**** Available data
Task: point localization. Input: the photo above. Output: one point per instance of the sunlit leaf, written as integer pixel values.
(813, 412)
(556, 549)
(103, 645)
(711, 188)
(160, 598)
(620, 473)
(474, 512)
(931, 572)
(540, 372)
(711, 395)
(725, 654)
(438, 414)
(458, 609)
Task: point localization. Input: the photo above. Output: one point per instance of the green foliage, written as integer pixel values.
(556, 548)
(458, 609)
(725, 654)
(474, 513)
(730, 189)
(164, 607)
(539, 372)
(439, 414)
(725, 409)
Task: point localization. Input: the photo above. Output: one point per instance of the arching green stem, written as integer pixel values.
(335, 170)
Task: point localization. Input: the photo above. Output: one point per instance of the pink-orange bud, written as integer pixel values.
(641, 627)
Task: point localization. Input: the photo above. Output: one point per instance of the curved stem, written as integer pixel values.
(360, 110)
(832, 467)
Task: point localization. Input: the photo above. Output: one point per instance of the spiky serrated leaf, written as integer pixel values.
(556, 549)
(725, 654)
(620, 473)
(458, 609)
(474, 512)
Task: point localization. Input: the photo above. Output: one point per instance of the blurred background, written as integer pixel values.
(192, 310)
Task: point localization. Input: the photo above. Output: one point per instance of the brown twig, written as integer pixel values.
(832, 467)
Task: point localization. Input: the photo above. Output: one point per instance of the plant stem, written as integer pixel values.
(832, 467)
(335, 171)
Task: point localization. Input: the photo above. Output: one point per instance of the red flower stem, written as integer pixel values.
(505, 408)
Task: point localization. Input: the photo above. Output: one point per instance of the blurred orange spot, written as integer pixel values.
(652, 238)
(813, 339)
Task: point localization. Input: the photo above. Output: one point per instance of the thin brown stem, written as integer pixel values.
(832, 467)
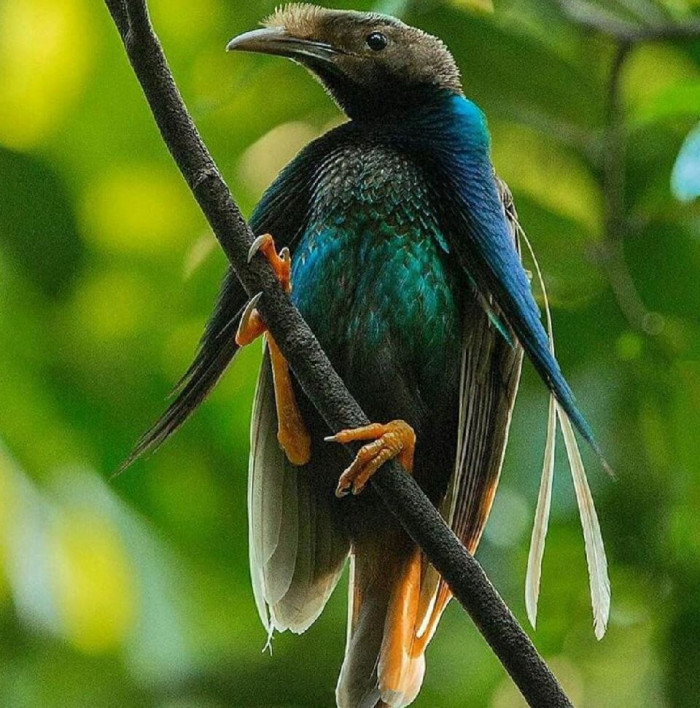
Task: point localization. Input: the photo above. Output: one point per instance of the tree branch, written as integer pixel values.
(314, 372)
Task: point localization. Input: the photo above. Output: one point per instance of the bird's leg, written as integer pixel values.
(291, 430)
(396, 439)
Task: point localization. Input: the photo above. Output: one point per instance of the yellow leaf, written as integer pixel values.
(46, 49)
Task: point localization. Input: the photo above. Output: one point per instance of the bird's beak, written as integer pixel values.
(276, 40)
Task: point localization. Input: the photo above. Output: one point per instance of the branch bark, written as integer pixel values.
(321, 383)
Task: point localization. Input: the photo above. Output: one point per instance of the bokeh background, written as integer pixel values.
(134, 591)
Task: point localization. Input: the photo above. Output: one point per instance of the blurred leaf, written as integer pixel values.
(678, 100)
(37, 225)
(46, 50)
(685, 179)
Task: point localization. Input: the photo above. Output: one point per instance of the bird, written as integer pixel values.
(401, 248)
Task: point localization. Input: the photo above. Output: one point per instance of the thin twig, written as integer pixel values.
(626, 36)
(320, 382)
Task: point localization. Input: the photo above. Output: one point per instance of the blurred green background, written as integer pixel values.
(134, 591)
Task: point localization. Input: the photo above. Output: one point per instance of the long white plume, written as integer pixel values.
(595, 551)
(544, 498)
(593, 540)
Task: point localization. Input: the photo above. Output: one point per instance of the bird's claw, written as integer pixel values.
(251, 325)
(281, 262)
(396, 439)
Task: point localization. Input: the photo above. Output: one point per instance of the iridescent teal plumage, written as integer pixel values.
(405, 264)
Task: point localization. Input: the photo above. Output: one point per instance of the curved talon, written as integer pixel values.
(251, 325)
(292, 434)
(280, 262)
(396, 439)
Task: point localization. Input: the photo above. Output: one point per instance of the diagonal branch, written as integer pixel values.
(320, 382)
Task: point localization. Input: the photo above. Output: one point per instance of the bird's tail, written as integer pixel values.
(387, 634)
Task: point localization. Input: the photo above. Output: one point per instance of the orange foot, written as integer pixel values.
(291, 430)
(395, 439)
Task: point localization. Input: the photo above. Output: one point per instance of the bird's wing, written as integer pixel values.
(478, 218)
(489, 380)
(281, 212)
(490, 373)
(477, 231)
(297, 546)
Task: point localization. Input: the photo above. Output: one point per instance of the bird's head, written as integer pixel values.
(373, 65)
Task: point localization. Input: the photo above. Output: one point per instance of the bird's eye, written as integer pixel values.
(376, 41)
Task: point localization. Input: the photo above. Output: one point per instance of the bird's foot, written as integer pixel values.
(251, 325)
(396, 439)
(292, 433)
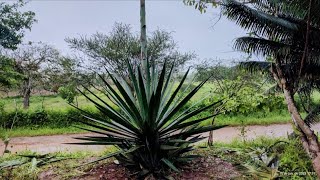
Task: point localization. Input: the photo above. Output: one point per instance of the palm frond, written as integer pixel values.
(261, 46)
(258, 21)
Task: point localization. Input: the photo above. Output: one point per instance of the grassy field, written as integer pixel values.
(56, 103)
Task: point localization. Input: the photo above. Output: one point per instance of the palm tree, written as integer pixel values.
(289, 32)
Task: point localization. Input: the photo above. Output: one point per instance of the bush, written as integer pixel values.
(249, 99)
(68, 93)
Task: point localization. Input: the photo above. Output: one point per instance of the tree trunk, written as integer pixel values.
(26, 93)
(309, 139)
(143, 35)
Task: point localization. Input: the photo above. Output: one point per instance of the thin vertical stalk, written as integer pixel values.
(143, 41)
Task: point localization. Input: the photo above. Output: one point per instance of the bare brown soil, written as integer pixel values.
(204, 168)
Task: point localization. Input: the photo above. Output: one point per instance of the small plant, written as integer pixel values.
(151, 130)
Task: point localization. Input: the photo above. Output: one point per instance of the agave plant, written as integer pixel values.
(147, 121)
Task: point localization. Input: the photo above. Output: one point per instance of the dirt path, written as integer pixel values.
(48, 144)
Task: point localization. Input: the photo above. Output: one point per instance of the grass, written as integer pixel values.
(56, 103)
(255, 119)
(41, 131)
(70, 166)
(293, 159)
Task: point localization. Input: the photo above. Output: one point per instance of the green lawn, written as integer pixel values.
(56, 103)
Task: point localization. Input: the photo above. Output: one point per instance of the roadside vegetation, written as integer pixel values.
(148, 110)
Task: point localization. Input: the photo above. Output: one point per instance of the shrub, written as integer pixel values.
(68, 93)
(149, 129)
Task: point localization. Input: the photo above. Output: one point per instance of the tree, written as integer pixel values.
(288, 32)
(30, 61)
(12, 26)
(13, 23)
(121, 44)
(64, 71)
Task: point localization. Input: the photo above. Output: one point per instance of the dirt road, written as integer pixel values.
(48, 144)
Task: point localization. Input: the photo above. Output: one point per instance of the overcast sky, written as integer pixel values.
(193, 31)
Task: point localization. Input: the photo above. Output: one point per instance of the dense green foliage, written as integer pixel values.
(266, 158)
(68, 93)
(149, 129)
(112, 50)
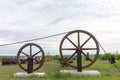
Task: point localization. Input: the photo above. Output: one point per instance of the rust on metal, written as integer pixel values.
(79, 45)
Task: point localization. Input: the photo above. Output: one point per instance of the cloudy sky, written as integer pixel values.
(28, 19)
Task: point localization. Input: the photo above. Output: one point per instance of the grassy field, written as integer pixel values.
(52, 70)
********
Exercise brief:
Produce an exact reprint of the entries, dropping the images.

Result below:
Task: point localization. Input: the photo above. Output: one point per instance of the sunlit leaf, written as integer pixel values.
(813, 412)
(556, 549)
(103, 645)
(711, 188)
(160, 598)
(620, 473)
(474, 512)
(931, 572)
(540, 372)
(711, 395)
(725, 654)
(438, 414)
(458, 609)
Task: point localization. Input: the photo above. Output: one point per instance of the green foliage, written as integer pixel values.
(556, 548)
(458, 609)
(725, 654)
(474, 513)
(730, 189)
(164, 607)
(539, 372)
(439, 414)
(725, 409)
Task: point localization. Input: the photo above. Output: one point per instance of the arching green stem, written as integer pixel values.
(335, 170)
Task: point localization. Input: the photo above. Output: one point per instance of the pink-orange bud, written as integer pixel values.
(641, 627)
Task: point localization. Input: the photo above. Output: one point per instance of the curved stem, written as integer pixel values.
(360, 110)
(832, 467)
Task: point localization. Input: the photo above. Output: one point per instance of the spiky serrated leaf, written as integer pixel values.
(556, 549)
(725, 654)
(620, 473)
(458, 609)
(474, 512)
Task: point localization. Input: the photo above. Output: one point per instance of the blurred background, written as integer pixel values.
(192, 310)
Task: point localization. Input: the photo above. Output: one point per instance of the brown twig, written as integer pixel values.
(832, 467)
Task: point localization. Input: the photo above. Output: one point per instance of the plant stem, written as integer pixel values.
(832, 467)
(335, 171)
Task: point localization. Input: the photo above. Output: one point per instance of the red flower stem, written as integer pixel values.
(505, 408)
Task: point localization. Input: the photo above. Output: one point per instance of the blurred orange spot, written as integer pixel values.
(652, 238)
(813, 339)
Task: point localization. Input: the photo above. Output: one point per instance of the thin brown stem, written as integer pixel values.
(832, 467)
Task: point localization. Input: the photo above. Output: one point per instance of the tree branch, written as integer pixel values.
(314, 372)
Task: point localization. Input: the photo above. Output: one point per instance of the bird's leg, written as integer pixel values.
(291, 430)
(396, 439)
Task: point localization. Input: the photo above. Output: one point per instance of the yellow leaf, written as integer pixel values.
(46, 49)
Task: point localization. Input: the photo above. Output: one point per instance of the bird's beak, written as integer pixel values.
(276, 40)
Task: point localization. Input: the photo above. Output: one point per instance of the branch bark, written as integer pixel values.
(321, 383)
Task: point localization. Input: the photo above. Output: one point per instance of the bokeh background, written as integer pixel values.
(134, 591)
Task: point localization. Input: the photo above. Output: one point per instance of the blurred leaf, written as integer pixel values.
(678, 100)
(37, 225)
(46, 50)
(685, 179)
Task: point localization. Input: the photo above. Output: one point per instance of the bird, written as integer pixel values.
(401, 248)
Task: point localization. Input: the photo above. Output: one point per instance of the thin twig, written as integer pixel values.
(626, 36)
(320, 382)
Task: point localization. Input: the photo above. Output: one point per instance of the blurred green background, written as integer pixel values.
(134, 591)
Task: point localization. Input: the photo above. Output: one point per instance of the long white plume, written as integer pixel values.
(595, 551)
(544, 498)
(593, 540)
Task: point localization. Input: the photo above. Output: one point per instance of the bird's claw, written as integer pixel values.
(251, 325)
(281, 262)
(396, 439)
Task: point localization. Input: the photo above. Output: one point per instance of the iridescent teal plumage, written as integer pixel values.
(405, 264)
Task: point localization. Input: the photo above. Output: one point per instance of the curved talon, written as integer pixel values.
(251, 325)
(292, 434)
(280, 262)
(396, 439)
Task: point localization. Input: the photo above. Output: one point per instance of the diagonal branch, written as integer pixel values.
(320, 382)
Task: point localization. Input: the photo above. Output: one point per instance of the bird's tail, written as integer pixel values.
(387, 634)
Task: point localization. Input: the photo above. Output: one point per instance of the orange foot, written as integer pixel values.
(291, 430)
(395, 439)
Task: point localization. Input: the photo above. Output: one point per instance of the bird's wing, written as integer pixel values.
(478, 218)
(489, 380)
(281, 212)
(490, 373)
(477, 231)
(297, 546)
Task: point localization. Input: the photo above. Output: one point per instance of the bird's head, written as integer pixel values.
(373, 65)
Task: point localization. Input: the photo above. Output: one point per instance of the bird's eye, written as integer pixel values.
(376, 41)
Task: point localization. Input: the photo above. Output: one point per instance of the bird's foot, written as integer pixel values.
(251, 325)
(396, 439)
(292, 433)
Task: point localization. Input: the photo above. Output: one point per instance of the palm frond, written as integer pixel values.
(261, 46)
(258, 21)
Task: point localization. Input: the photo above. Output: one point per instance of the grassy field, written as integer pixel values.
(56, 103)
Task: point localization. Input: the photo above. Output: one point per instance of the palm tree, written as integer pixel values.
(289, 32)
Task: point localization. Input: the photo above. Output: one point per instance of the bush, written as integer pixel values.
(249, 99)
(68, 93)
Task: point localization. Input: the photo above. Output: one point per instance of the tree trunk, written as integer pixel values.
(26, 93)
(309, 139)
(143, 35)
Task: point localization. Input: the photo above. Output: one point per instance of the thin vertical stalk, written as integer pixel values.
(143, 41)
Task: point localization. Input: the photo above. Output: one point per instance of the bare brown soil, written as integer pixel values.
(204, 168)
Task: point localization. Input: the photo above. Output: one point per instance of the small plant, written as integer pixel values.
(151, 130)
Task: point localization. Input: the photo above. Output: one point per instance of the agave plant, written as integer pixel values.
(147, 121)
Task: point localization. Input: the photo above. Output: one point per instance of the dirt path, written as integer pixel values.
(48, 144)
Task: point localization. Input: the photo above. Output: one point per instance of the grass, written as integer pixel values.
(56, 103)
(255, 119)
(41, 131)
(70, 166)
(293, 159)
Task: point localization. Input: the photo above. Output: one point per instance of the green lawn, written as integer pixel values.
(56, 103)
Task: point localization. Input: the photo above. Output: one point per instance of the roadside vegetation, written as integer pixel values.
(148, 110)
Task: point localization. Input: the photo above. Output: one point per instance of the shrub, written as integer pixel values.
(68, 93)
(149, 129)
Task: point localization. Input: the photo above. Output: one point per instance of the tree, written as integer pixel values.
(288, 32)
(30, 61)
(12, 26)
(13, 23)
(121, 44)
(64, 71)
Task: point localization. Input: the photo above. Output: one point per instance of the dirt road, written as integer pixel values.
(48, 144)
Task: point localization. Input: the photo above. Output: one point per instance of the overcast sky, written as integer pixel values.
(193, 31)
Task: point localization. Input: the photo above. Output: one point per instance of the dense green foliage, written as integer pixel values.
(266, 158)
(68, 93)
(149, 129)
(112, 50)
Task: point localization. Input: the photo above. Output: one point per instance of the rust on metal, written as integer pixel values.
(79, 45)
Task: point localization. Input: the photo above. Output: one point per instance of the cloudy sky, written as integer pixel values.
(28, 19)
Task: point localization. Input: the photo above. Output: one point per instance of the grassy field, written as integer pixel values.
(52, 70)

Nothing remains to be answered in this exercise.